__Exercise instructions__.
- A) In the text below on Git in the enterprise, list the disciplines it names as using different tools in modern product development.
- B) According to the text below on Git in the enterprise, what is broadly recognized as the largest practical size for a Git repository?
- C) Continue the text below on Git in the enterprise, picking up after its last sentence.

__Text section__.

Download the eBook and get 7 tips for using Git in the enterprise
The road to product release is forked, twisted, winding, and anything but straight. That’s because modern product development is increasingly multi-disciplinary, rapid, iterative, and geographically distributed. Art, design, prototyping, manufacturing, programming, and so forth all use different tools yet need to work together more closely than ever before. Therefore critical to success is having what Agile devotees call a "single source of truth." This means one—and only one—place where all of that product-development content is stored, revised, secured, and synchronised, even when contributors are spread around the world.
Git has long been popular among developers, but attempts to make it work for the enterprise is neither easy nor obvious. The purpose of this article is to explain a few of the more salient challenges and their workarounds identify a pattern that emerges, and outline the shape of a better solution.
File Limitations
The largest challenge Git faces in the enterprise arguably stems from its own limitations and performance problems when dealing with large numbers of files or very large file sizes. Git repositories become so slow and unwieldy as they grow that the largest practical size is broadly recognised as being between 1 – 2 GB of content.
This is precisely what drives the phenomenon known as "Git sprawl," or the tendency to break what really should be one large repository into dozens, hundreds, or even thousands of smaller repos. Managing so many repos is not easy and has unsurprisingly given rise to a variety of tools (e.g., git-annex) to tame such complexity.
But this isn’t the only workaround. Another is to store the larger files outside the repository itself, using a tool like the Git Large File Storage extension. The idea is to store only a small "pointer" file in the actual repository yet retrieve the large data when needed from a completely different system.

__Supplied material__.
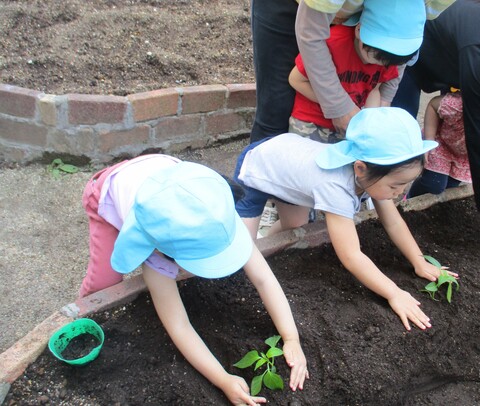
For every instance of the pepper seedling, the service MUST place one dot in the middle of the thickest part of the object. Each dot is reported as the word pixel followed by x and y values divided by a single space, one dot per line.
pixel 433 287
pixel 269 377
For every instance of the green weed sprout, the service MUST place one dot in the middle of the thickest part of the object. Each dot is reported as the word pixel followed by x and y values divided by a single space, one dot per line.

__Final results__.
- A) Art, design, prototyping, manufacturing, and programming.

- B) Between 1 – 2 GB of content.

- C)
Hosting and Security
Another set of challenges centre around hosting so many repositories and protecting their content. Git includes its own daemon for easy hosting, but such hosting is completely open. It requires no authorisation, so anyone on the network can see or do anything. That works nicely for a variety of use cases, but the only thing it’s good for in the enterprise is producing ulcers.
Its limitations stem from the fact that Git concerns itself with only authentication, leaving authorisation to the file system. In other words, Git provides tools that can be used to ensure commits are correctly signed cryptographically by the individuals making them, but it doesn’t offer any options for locking down particular files, folders, branches, etc. via the usual access control lists or other mechanisms.
These needs explain the explosion of third-party hosting tools and services such as GitHub, GitLab, Atlassian Stash, etc.—all of which involve trade-offs. Free hosting in the cloud usually means limited space or privacy. Free local hosting behind your own firewall usually means limited features and IT headaches. As with so many things in life, you get what you pay for, but even the paid offerings can’t magically dispel the limitations of the underlying tool.
A Pattern Emerges
These are only some of the challenges facing Git adoption in the enterprise, but they’re enough to establish a pattern, one that is overlooked surprisingly often. Each limitation of Git makes burdening the enterprise with the "weight" of a corresponding workaround unavoidable.
So it doesn’t take long before that metaphorical weight meets or exceeds that of the original problems a version control system (VCS) was supposed to solve. Storing many files or large files means you need to split your repos, or perhaps host the large files externally. The need for secure hosting means you need to embrace a third-party solution or build your own. These needs—as well as those for more granular access control, synchronisation, scalability, high availability, disaster recovery, etc.—all add more extensions, tools, and processes to the picture in very short order.
The result is effectively another kind of Git sprawl, what we might call "IT sprawl," forcing IT departments who embrace Git to learn, adopt, and support a broad variety of elements from its larger ecosystem as well. This increases complexity significantly and only ramps up the learning curve for a tool not praised for its simplicity.
A Prettier Picture
Modern product development requires us to store, revision, secure, and synchronise content across teams. Any VCS whose limitations require you to store content outside it, divide content artificially, and/or augment the system with a large number of other tools and processes misses the mark for the enterprise.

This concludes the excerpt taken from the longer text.